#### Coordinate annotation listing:

** BEGIN **

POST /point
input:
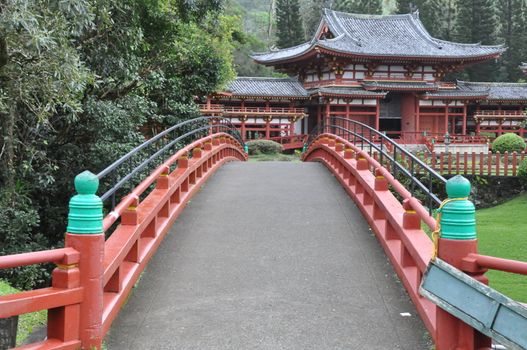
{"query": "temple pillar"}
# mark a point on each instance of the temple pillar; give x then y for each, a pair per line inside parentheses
(242, 128)
(377, 114)
(446, 119)
(408, 113)
(464, 127)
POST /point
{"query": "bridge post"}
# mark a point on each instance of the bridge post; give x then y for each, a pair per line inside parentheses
(85, 234)
(457, 240)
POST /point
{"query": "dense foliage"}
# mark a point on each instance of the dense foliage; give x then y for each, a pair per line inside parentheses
(508, 142)
(263, 147)
(522, 172)
(81, 82)
(288, 25)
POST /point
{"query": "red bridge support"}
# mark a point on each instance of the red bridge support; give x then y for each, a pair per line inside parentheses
(397, 225)
(94, 277)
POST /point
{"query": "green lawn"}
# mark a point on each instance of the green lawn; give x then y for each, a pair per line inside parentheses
(27, 322)
(502, 232)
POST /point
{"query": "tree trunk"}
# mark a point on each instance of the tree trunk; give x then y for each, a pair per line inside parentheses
(8, 327)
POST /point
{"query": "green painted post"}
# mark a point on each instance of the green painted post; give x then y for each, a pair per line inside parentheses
(85, 215)
(458, 216)
(85, 234)
(458, 239)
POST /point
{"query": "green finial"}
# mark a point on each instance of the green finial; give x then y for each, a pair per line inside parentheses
(458, 215)
(458, 187)
(85, 215)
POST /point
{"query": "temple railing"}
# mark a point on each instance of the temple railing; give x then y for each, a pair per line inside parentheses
(105, 254)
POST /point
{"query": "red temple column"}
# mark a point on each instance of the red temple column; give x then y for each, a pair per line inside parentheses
(417, 116)
(464, 130)
(377, 114)
(327, 112)
(446, 118)
(242, 129)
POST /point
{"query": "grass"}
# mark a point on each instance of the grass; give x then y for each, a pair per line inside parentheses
(27, 322)
(275, 157)
(502, 232)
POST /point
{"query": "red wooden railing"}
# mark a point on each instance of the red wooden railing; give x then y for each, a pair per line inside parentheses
(263, 110)
(502, 113)
(396, 221)
(472, 163)
(143, 225)
(291, 141)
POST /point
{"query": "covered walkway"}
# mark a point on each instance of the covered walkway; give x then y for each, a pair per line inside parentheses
(269, 256)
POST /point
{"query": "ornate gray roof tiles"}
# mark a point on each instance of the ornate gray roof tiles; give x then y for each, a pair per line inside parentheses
(381, 36)
(496, 91)
(272, 87)
(410, 85)
(346, 91)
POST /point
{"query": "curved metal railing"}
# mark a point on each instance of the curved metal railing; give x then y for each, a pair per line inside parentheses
(402, 163)
(151, 153)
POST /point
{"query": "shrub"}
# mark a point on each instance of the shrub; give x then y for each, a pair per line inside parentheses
(508, 143)
(522, 172)
(264, 147)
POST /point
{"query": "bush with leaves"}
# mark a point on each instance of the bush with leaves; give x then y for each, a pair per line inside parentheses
(264, 147)
(522, 173)
(508, 143)
(82, 82)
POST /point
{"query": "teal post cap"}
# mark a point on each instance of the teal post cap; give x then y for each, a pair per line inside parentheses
(85, 209)
(458, 214)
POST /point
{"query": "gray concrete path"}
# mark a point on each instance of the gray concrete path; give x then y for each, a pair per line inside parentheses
(269, 256)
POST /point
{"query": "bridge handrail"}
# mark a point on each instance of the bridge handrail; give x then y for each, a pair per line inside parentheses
(211, 123)
(134, 195)
(499, 264)
(94, 275)
(66, 256)
(385, 144)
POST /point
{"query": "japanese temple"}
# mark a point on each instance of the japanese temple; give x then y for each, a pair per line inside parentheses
(385, 71)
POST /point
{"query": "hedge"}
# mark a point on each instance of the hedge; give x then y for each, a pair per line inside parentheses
(264, 147)
(508, 143)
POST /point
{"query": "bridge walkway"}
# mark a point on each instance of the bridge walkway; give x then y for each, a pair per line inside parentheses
(269, 255)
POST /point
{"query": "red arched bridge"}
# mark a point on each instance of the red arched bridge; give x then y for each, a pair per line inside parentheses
(270, 255)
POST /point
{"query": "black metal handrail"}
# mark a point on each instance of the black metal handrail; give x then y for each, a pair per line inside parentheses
(368, 139)
(174, 138)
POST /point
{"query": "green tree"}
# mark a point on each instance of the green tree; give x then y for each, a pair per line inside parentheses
(477, 21)
(360, 6)
(288, 25)
(80, 82)
(311, 12)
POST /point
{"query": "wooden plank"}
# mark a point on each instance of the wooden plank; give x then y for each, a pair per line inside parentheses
(478, 305)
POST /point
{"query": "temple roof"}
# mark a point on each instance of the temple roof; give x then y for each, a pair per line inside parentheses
(267, 87)
(380, 36)
(496, 91)
(399, 86)
(346, 91)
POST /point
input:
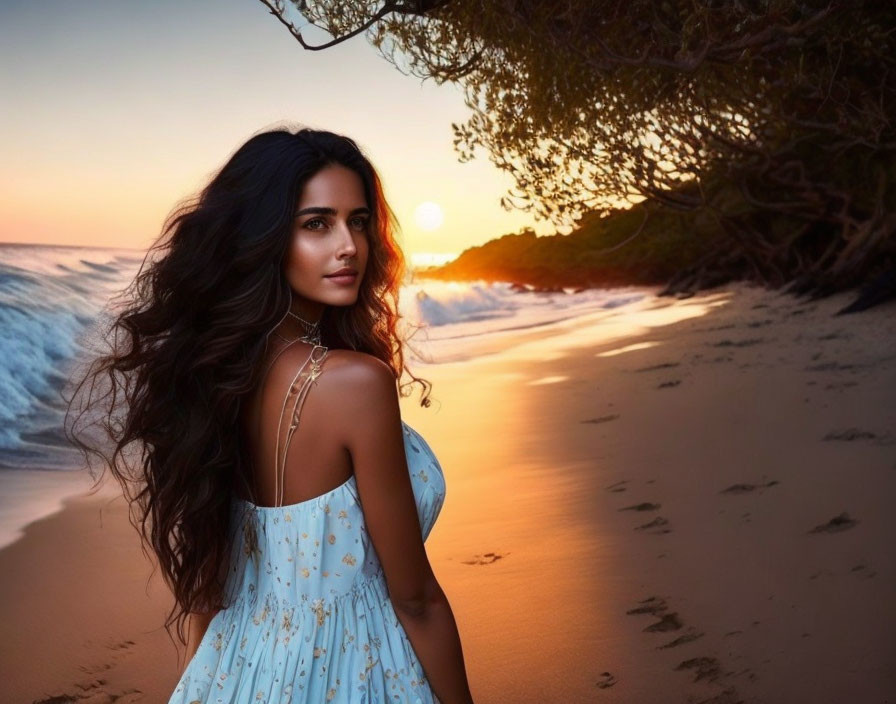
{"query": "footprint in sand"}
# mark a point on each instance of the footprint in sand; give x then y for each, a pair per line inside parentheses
(651, 605)
(668, 622)
(706, 668)
(646, 506)
(836, 524)
(94, 691)
(691, 635)
(601, 419)
(829, 367)
(655, 526)
(748, 342)
(485, 559)
(607, 681)
(664, 365)
(747, 488)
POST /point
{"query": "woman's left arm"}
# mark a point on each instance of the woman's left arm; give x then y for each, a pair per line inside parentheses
(197, 628)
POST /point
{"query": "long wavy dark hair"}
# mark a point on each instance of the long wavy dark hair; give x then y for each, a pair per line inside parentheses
(183, 350)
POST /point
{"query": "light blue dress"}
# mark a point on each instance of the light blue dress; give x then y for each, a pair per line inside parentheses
(309, 616)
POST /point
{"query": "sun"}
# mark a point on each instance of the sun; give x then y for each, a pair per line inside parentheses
(429, 216)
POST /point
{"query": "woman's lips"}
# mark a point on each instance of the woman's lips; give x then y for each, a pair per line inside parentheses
(344, 279)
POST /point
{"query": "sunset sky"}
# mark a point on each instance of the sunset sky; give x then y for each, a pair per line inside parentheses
(116, 110)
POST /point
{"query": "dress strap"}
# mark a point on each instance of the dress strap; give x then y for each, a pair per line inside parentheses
(295, 395)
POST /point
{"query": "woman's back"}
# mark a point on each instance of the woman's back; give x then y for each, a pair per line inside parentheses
(308, 616)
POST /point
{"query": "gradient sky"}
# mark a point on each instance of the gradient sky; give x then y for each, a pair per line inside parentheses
(114, 111)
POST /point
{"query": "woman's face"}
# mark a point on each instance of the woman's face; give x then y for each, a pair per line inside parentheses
(330, 233)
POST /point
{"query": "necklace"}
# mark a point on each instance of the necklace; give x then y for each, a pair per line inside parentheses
(311, 334)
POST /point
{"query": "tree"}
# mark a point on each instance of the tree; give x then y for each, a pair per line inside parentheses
(774, 118)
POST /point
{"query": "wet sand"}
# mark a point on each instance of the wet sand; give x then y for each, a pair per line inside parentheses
(674, 501)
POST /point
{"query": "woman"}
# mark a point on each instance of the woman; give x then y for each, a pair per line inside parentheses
(257, 360)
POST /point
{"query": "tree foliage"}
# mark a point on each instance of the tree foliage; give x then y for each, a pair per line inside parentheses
(773, 118)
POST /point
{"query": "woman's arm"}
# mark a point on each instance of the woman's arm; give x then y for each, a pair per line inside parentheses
(375, 439)
(196, 630)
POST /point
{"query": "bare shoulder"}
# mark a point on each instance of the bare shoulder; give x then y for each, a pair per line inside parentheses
(361, 377)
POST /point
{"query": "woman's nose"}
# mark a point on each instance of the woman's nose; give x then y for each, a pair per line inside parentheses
(346, 241)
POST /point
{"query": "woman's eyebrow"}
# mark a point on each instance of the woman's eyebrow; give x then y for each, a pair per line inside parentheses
(330, 211)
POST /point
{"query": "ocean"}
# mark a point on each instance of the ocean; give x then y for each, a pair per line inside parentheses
(51, 296)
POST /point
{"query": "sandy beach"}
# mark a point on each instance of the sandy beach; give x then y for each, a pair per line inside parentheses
(673, 501)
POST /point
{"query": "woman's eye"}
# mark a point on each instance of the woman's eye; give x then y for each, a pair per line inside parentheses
(360, 223)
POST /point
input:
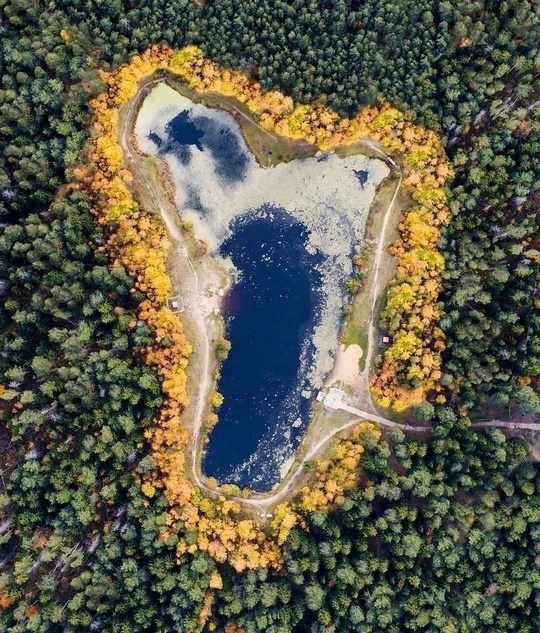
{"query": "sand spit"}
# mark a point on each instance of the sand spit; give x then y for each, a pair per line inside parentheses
(324, 193)
(346, 368)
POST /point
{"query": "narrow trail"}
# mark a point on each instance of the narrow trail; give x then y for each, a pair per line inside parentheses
(198, 309)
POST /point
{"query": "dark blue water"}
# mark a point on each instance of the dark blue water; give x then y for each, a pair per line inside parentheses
(220, 138)
(362, 175)
(270, 315)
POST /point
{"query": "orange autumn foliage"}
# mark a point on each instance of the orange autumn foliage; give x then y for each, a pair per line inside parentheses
(138, 241)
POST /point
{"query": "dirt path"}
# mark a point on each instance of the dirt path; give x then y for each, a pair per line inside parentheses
(197, 305)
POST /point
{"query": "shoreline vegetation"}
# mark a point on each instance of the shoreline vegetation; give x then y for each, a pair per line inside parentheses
(137, 240)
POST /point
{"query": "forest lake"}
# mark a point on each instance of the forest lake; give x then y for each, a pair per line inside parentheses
(287, 236)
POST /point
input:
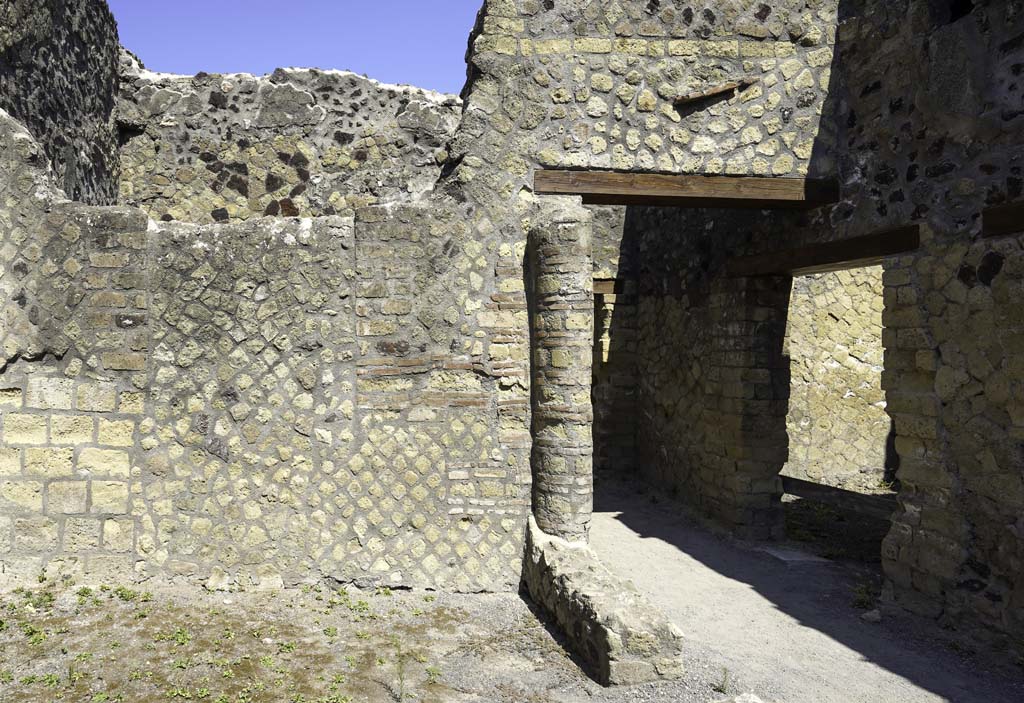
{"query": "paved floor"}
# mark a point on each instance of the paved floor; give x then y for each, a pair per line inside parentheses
(784, 627)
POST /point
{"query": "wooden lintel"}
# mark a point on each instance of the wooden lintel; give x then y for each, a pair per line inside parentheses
(881, 506)
(1006, 219)
(611, 187)
(857, 252)
(611, 287)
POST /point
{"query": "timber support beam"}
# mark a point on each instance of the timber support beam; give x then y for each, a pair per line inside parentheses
(610, 187)
(856, 252)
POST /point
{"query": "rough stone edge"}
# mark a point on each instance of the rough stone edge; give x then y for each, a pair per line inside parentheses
(617, 632)
(132, 69)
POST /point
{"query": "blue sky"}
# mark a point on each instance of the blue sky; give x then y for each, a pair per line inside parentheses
(422, 42)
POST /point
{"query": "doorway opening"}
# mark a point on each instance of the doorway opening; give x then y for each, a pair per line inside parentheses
(842, 476)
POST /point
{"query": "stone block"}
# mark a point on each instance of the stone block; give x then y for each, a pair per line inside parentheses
(71, 429)
(96, 397)
(116, 433)
(37, 534)
(10, 462)
(49, 463)
(81, 533)
(19, 428)
(110, 497)
(45, 394)
(67, 497)
(27, 494)
(119, 534)
(113, 463)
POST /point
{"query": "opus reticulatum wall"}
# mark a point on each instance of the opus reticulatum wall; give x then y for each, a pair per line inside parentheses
(386, 390)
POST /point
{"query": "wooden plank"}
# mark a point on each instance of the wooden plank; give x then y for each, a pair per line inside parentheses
(880, 506)
(715, 90)
(611, 187)
(857, 252)
(612, 287)
(1006, 219)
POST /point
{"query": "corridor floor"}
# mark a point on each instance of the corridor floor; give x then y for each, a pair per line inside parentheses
(771, 620)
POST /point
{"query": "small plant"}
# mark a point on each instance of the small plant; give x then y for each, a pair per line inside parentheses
(36, 635)
(722, 686)
(126, 595)
(863, 597)
(180, 636)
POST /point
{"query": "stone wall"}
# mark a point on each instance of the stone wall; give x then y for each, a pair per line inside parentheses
(920, 146)
(838, 426)
(263, 402)
(72, 305)
(298, 142)
(58, 77)
(592, 84)
(935, 115)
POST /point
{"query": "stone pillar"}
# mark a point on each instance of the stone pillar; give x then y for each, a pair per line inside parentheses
(562, 334)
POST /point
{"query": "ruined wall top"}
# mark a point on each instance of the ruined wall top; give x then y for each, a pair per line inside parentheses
(297, 142)
(594, 85)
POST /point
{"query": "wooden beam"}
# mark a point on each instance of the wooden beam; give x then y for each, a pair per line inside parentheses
(610, 187)
(1003, 219)
(880, 506)
(857, 252)
(715, 91)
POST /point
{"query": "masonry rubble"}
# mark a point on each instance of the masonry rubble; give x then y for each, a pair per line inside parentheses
(258, 331)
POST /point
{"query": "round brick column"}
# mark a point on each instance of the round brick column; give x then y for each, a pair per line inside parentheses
(562, 332)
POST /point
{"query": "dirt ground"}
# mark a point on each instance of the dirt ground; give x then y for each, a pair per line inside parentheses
(785, 621)
(778, 620)
(96, 644)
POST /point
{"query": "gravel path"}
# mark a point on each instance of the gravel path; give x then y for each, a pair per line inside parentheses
(784, 623)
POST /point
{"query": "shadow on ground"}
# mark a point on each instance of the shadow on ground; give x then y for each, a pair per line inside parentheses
(756, 605)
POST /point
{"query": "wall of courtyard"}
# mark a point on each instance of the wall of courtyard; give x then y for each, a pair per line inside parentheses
(58, 77)
(921, 149)
(295, 143)
(838, 426)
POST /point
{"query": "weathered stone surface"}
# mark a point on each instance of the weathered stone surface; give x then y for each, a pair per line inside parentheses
(355, 395)
(297, 142)
(838, 426)
(624, 638)
(58, 75)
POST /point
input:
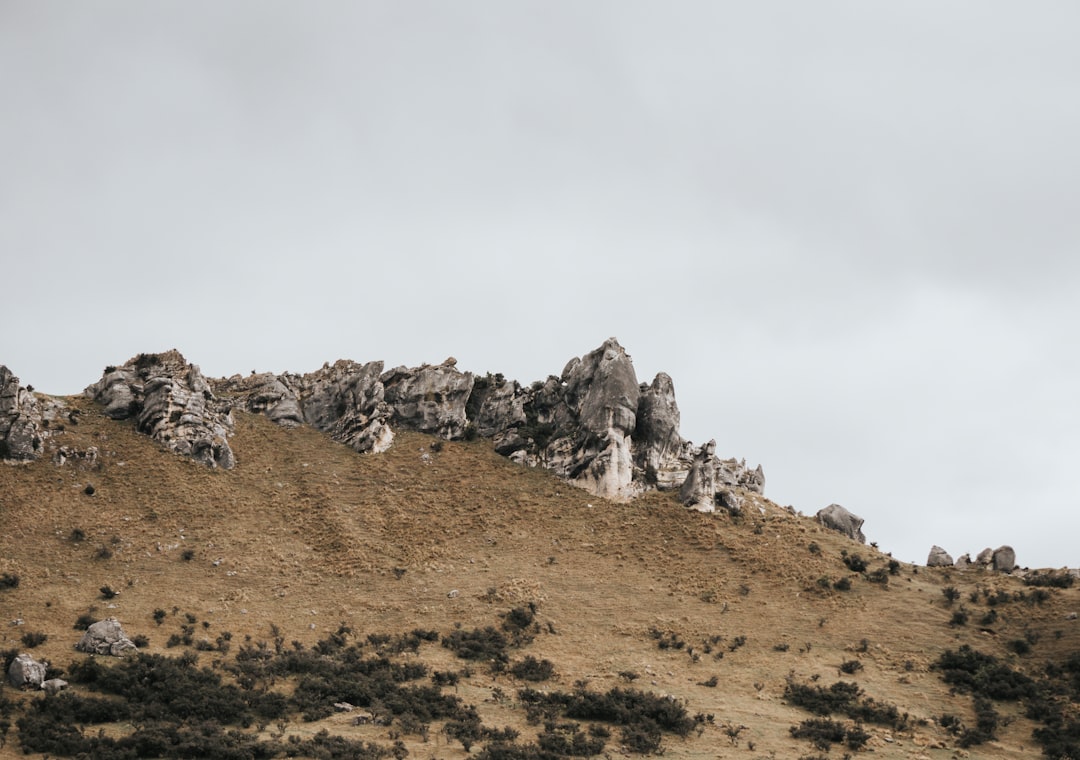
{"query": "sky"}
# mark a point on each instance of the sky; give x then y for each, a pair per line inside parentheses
(848, 230)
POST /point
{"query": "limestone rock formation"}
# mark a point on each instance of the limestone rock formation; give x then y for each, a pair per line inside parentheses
(594, 425)
(835, 517)
(172, 402)
(21, 436)
(106, 637)
(25, 672)
(1003, 559)
(939, 558)
(429, 398)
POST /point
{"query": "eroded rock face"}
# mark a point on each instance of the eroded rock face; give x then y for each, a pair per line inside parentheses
(173, 403)
(594, 424)
(429, 398)
(21, 436)
(835, 517)
(26, 673)
(939, 558)
(106, 637)
(1003, 559)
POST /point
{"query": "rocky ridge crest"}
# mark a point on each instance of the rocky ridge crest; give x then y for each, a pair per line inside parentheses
(594, 424)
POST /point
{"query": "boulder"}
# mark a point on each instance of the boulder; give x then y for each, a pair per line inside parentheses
(939, 558)
(835, 517)
(173, 403)
(347, 401)
(106, 637)
(1003, 559)
(429, 398)
(658, 446)
(54, 686)
(25, 672)
(21, 434)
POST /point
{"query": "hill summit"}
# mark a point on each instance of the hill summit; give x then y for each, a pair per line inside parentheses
(192, 567)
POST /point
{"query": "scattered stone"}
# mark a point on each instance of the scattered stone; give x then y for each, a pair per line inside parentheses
(26, 673)
(939, 558)
(835, 517)
(1003, 559)
(106, 637)
(54, 686)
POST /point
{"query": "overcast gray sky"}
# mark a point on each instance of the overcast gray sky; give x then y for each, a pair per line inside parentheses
(848, 230)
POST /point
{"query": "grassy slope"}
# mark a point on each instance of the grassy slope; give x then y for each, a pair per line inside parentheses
(309, 534)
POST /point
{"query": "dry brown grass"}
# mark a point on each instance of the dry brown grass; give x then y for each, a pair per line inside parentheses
(306, 534)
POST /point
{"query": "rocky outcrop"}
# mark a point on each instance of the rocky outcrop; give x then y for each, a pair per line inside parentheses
(939, 558)
(172, 402)
(106, 637)
(429, 398)
(21, 435)
(594, 424)
(26, 673)
(835, 517)
(1003, 559)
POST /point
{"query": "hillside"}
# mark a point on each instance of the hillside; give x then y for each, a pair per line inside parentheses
(306, 540)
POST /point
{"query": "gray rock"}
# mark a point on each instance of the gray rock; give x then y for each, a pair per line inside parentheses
(699, 489)
(106, 637)
(21, 434)
(835, 517)
(347, 401)
(429, 398)
(173, 403)
(939, 558)
(1003, 559)
(54, 686)
(25, 672)
(658, 446)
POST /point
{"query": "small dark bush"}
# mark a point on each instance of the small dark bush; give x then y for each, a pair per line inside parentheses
(851, 666)
(84, 621)
(532, 669)
(34, 638)
(854, 562)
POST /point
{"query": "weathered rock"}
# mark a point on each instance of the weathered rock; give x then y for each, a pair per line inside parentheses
(835, 517)
(173, 403)
(1003, 559)
(659, 448)
(939, 558)
(25, 672)
(699, 489)
(267, 394)
(347, 401)
(21, 436)
(54, 686)
(106, 637)
(429, 398)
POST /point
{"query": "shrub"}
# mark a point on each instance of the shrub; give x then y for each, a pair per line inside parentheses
(532, 669)
(854, 562)
(851, 666)
(34, 638)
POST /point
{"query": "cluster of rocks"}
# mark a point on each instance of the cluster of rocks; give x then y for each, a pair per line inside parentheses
(172, 402)
(21, 425)
(1002, 559)
(104, 637)
(594, 424)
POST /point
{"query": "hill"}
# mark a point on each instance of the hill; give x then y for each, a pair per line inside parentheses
(307, 556)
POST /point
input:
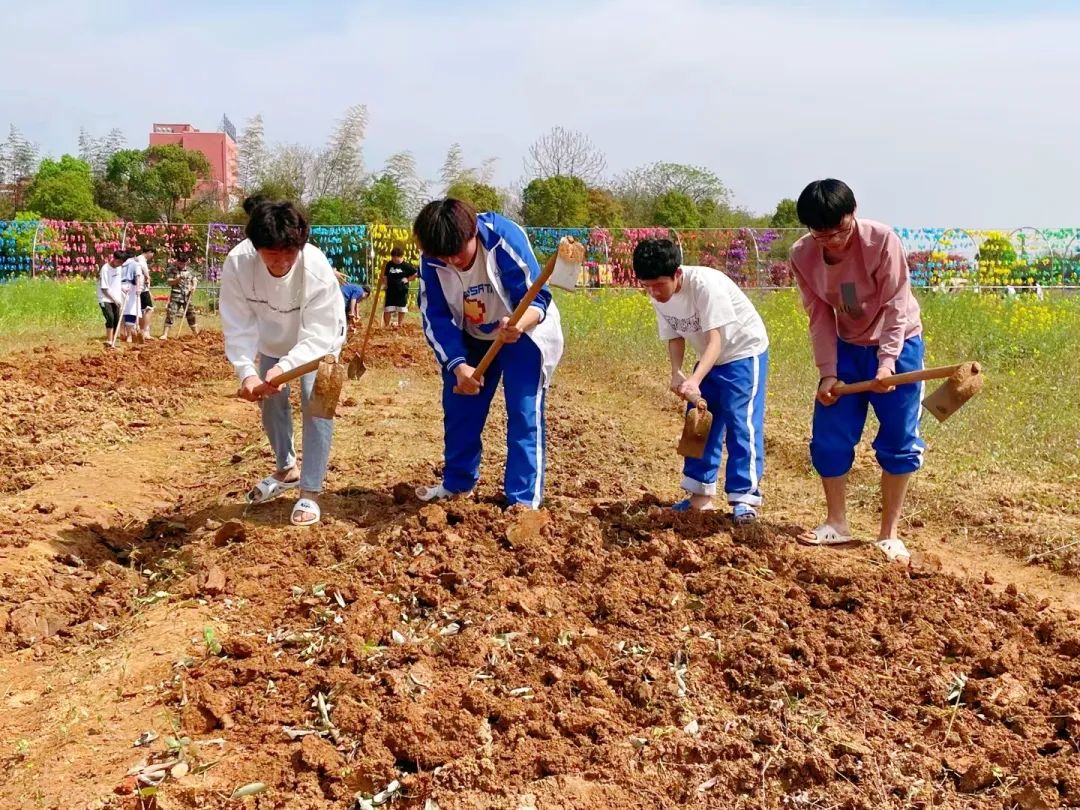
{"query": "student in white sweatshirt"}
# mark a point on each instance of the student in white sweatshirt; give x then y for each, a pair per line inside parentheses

** END **

#### Written request:
Locate every line in the listing above that contains the string "corridor" and copy each one. Case counts.

#### Result for this task:
{"query": "corridor floor"}
# mark a point on each instance of the corridor floor; give x then y for each, a pair per line inside parentheses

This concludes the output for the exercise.